• _YOUR OBJECTIVE_
From the line that includes "For every instance of the blue" to the last line of the records, inclusive, repeat each line exactly.

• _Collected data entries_
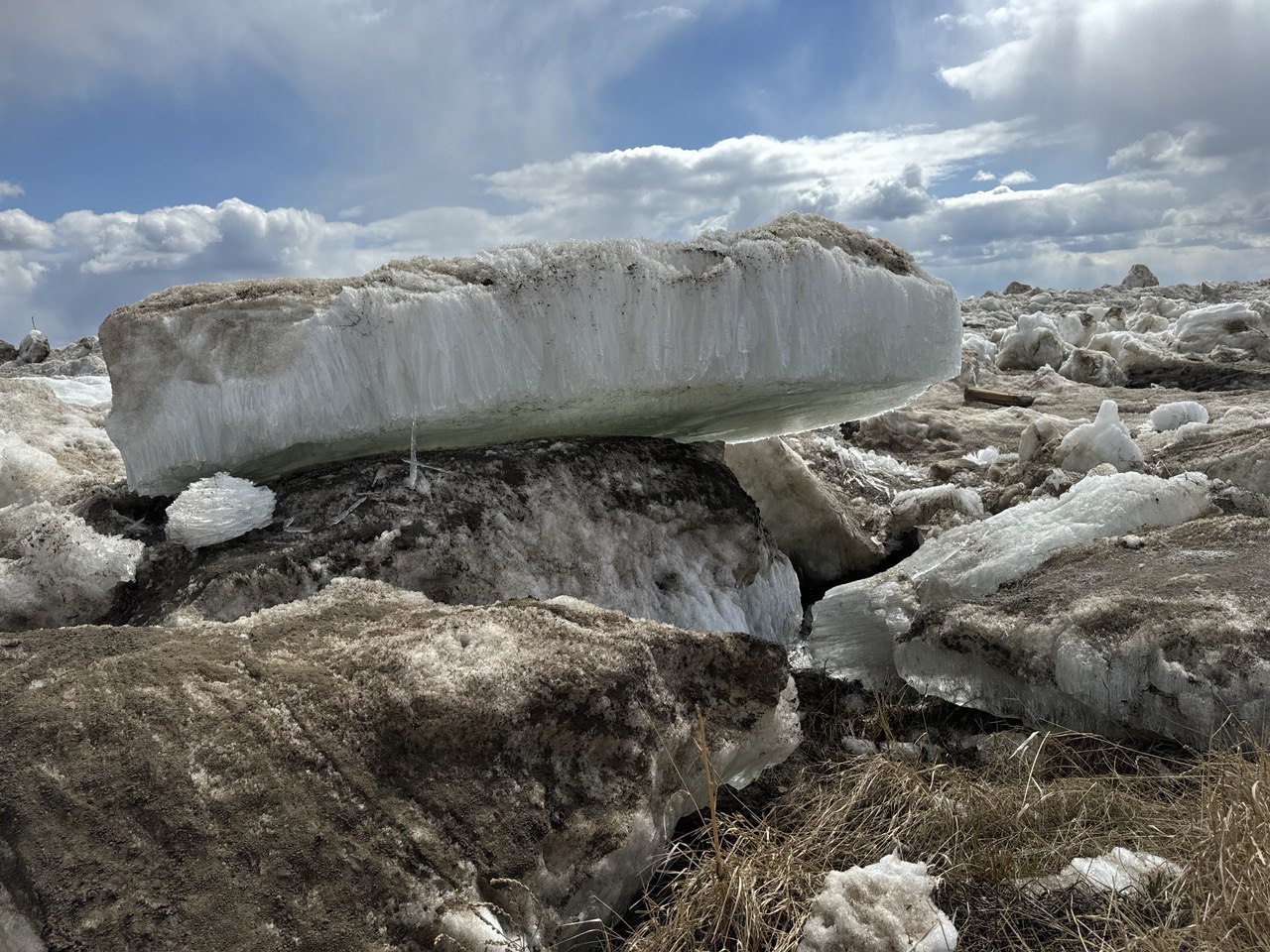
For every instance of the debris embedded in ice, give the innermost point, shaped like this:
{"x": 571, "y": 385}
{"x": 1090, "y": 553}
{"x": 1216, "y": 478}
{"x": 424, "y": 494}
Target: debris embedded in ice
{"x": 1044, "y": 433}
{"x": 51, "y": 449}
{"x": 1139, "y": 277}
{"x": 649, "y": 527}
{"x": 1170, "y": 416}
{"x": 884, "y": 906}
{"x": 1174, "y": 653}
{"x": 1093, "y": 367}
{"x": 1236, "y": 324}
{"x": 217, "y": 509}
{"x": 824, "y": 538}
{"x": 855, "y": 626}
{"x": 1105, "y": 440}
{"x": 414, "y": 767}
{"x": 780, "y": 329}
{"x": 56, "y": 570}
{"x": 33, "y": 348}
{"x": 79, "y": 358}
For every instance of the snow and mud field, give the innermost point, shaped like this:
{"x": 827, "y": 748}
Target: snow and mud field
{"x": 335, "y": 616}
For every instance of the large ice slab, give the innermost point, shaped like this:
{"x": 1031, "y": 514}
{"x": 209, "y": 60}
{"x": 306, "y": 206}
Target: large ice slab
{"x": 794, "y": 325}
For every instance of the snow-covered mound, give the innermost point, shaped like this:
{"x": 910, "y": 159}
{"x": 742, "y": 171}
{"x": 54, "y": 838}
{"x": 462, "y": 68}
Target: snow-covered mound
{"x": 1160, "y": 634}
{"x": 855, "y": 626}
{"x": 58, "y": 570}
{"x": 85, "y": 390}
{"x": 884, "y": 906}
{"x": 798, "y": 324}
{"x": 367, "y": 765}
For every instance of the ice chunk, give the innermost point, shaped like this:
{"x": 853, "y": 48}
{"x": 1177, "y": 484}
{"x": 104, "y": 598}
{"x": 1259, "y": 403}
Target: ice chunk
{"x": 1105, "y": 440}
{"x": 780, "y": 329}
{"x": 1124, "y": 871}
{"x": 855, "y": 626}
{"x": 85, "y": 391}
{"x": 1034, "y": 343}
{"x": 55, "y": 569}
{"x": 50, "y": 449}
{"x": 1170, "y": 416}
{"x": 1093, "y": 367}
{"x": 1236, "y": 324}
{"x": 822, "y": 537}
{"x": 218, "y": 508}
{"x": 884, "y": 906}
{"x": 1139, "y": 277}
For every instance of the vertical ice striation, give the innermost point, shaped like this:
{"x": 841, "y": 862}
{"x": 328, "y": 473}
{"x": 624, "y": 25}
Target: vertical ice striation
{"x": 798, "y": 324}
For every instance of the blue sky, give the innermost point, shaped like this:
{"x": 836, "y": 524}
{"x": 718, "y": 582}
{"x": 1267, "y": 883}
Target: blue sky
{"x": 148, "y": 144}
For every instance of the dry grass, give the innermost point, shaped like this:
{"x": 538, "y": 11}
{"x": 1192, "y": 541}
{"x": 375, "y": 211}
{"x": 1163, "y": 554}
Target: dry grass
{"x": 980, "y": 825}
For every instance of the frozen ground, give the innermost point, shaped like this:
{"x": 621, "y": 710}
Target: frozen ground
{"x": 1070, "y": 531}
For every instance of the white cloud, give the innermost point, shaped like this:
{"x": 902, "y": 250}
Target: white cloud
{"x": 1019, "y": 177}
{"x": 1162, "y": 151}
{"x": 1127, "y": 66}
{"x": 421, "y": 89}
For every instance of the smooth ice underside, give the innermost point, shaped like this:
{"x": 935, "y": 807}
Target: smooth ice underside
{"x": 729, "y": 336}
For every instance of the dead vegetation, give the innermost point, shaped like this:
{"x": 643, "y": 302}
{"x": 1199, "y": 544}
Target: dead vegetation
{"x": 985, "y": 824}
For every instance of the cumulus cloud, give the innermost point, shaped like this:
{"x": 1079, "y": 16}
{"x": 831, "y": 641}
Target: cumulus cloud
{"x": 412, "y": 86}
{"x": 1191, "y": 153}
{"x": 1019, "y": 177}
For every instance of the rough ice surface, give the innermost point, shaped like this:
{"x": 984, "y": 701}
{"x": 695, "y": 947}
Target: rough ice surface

• _REPLY TO THE TASK_
For every instance of the blue sky, give the innermost point, shaped like this:
{"x": 836, "y": 524}
{"x": 718, "y": 582}
{"x": 1267, "y": 883}
Target: blue sky
{"x": 148, "y": 144}
For every instance of the dry grass, give the innermost point, shaped like this:
{"x": 538, "y": 11}
{"x": 1192, "y": 541}
{"x": 375, "y": 211}
{"x": 1163, "y": 554}
Target: dry grass
{"x": 980, "y": 825}
For every instance of the frozen ground, give the innermost point, shaped like this:
{"x": 621, "y": 710}
Target: frozen ground
{"x": 1070, "y": 531}
For every instance of the white cloud, give the innermost point, shaped like this:
{"x": 902, "y": 250}
Target: white cloud
{"x": 1019, "y": 177}
{"x": 1162, "y": 151}
{"x": 1127, "y": 66}
{"x": 421, "y": 89}
For every instance of the smooth ice underside, give the innermost point, shaped like this:
{"x": 935, "y": 807}
Target: smooth ice underside
{"x": 729, "y": 336}
For every instance of the dead vegetation, give the innermost point, shaped like this:
{"x": 643, "y": 302}
{"x": 1199, "y": 544}
Target: dead vegetation
{"x": 985, "y": 824}
For every instance of the cumulus cloud, give the innermost point, shaped like this:
{"x": 1079, "y": 16}
{"x": 831, "y": 641}
Target: cumulus cloud
{"x": 412, "y": 86}
{"x": 1191, "y": 153}
{"x": 1019, "y": 177}
For every instance of the rough ice surface, give the innermost point, shaped like this:
{"x": 984, "y": 701}
{"x": 695, "y": 947}
Target: rough ice surface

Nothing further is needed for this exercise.